TASK OBJECTIVE:
In the entries below, find the line with "Where can you see the mustache" and the line with "Target: steel truss". Return those two lines and all lines between them, exactly.

THE DATA:
"""
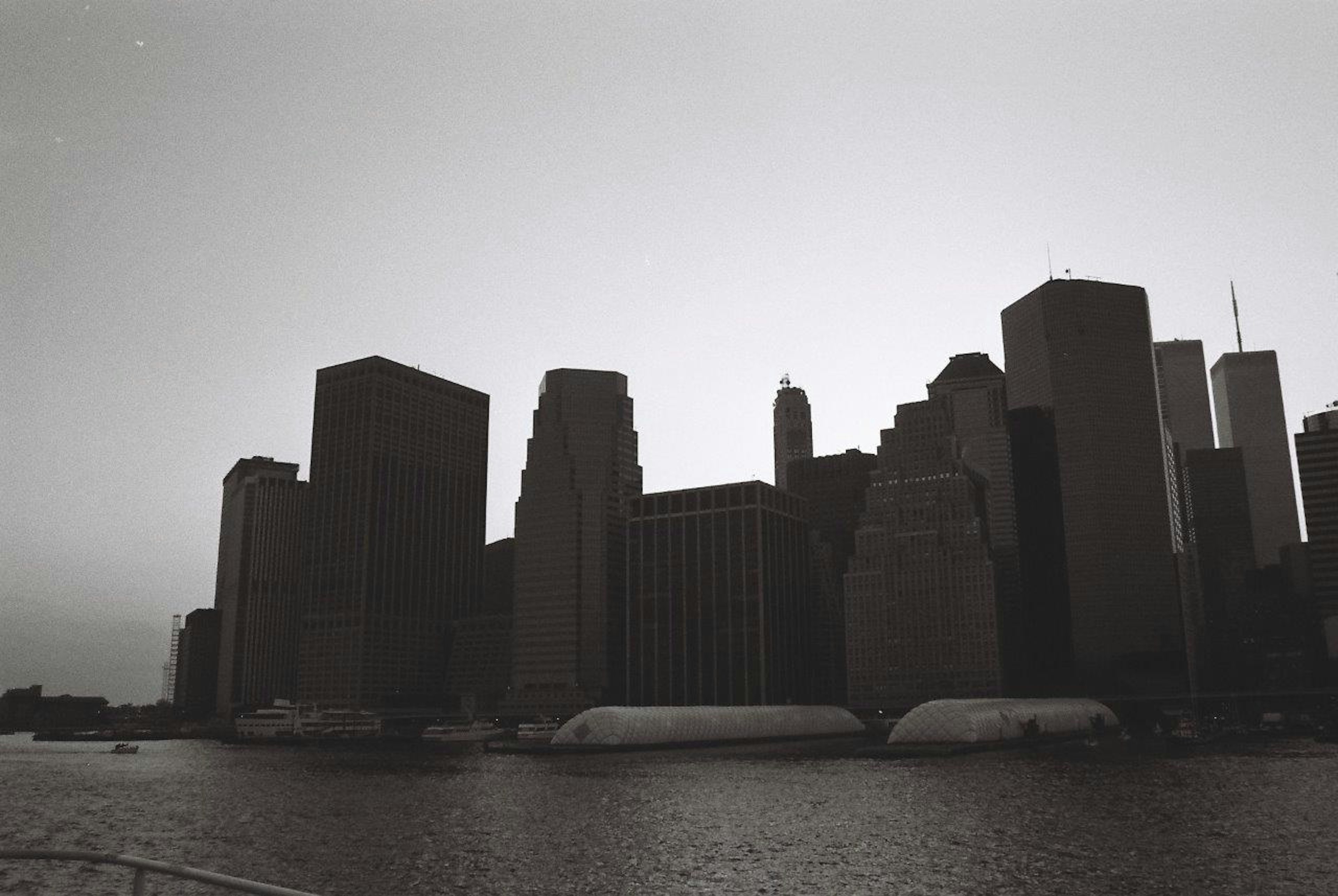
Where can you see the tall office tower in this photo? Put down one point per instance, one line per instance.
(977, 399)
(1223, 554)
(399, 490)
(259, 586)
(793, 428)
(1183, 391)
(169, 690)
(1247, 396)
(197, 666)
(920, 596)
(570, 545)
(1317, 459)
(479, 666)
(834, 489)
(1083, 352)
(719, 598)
"""
"""
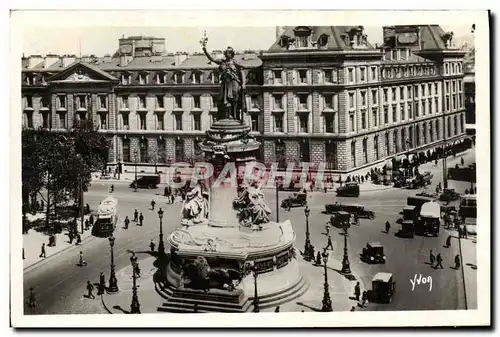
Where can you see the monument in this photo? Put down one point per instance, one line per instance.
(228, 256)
"""
"""
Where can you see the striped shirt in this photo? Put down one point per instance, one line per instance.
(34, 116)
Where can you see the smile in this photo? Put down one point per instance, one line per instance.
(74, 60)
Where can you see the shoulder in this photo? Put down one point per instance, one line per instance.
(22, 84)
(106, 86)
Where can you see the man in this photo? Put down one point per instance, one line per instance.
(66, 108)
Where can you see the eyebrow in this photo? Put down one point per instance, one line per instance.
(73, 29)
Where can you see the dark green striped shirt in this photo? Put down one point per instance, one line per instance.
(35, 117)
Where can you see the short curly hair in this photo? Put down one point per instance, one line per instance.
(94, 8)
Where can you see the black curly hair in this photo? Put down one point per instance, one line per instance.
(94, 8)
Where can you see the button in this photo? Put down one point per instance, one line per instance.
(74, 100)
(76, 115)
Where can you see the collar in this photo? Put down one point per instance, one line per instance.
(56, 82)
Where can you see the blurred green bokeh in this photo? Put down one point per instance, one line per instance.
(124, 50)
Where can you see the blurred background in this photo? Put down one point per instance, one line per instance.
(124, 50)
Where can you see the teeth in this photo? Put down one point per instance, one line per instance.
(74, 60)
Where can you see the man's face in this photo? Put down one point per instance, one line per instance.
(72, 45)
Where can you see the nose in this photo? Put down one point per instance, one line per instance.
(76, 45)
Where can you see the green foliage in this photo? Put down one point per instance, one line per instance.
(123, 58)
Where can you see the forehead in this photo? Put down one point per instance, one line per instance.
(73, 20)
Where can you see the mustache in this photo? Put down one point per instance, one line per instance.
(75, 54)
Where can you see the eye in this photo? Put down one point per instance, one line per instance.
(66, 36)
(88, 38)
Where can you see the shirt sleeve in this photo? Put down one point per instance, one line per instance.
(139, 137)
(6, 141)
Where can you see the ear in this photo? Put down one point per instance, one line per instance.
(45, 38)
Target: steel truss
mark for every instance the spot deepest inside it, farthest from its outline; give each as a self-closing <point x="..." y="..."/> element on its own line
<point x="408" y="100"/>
"""
ANSWER TO THE EXERCISE:
Where can you see the mustache in this photo? Put down one point per instance, one line per instance.
(75, 54)
Where can you see the eye in this photo? Put down one point per instance, one line per instance.
(66, 36)
(88, 38)
Where can you see the shirt sleeve in this photo? Put down one point per instance, one line per instance.
(139, 137)
(6, 141)
Where can you see the ear in this photo? Put down one point per instance, one line per instance.
(45, 38)
Target: steel truss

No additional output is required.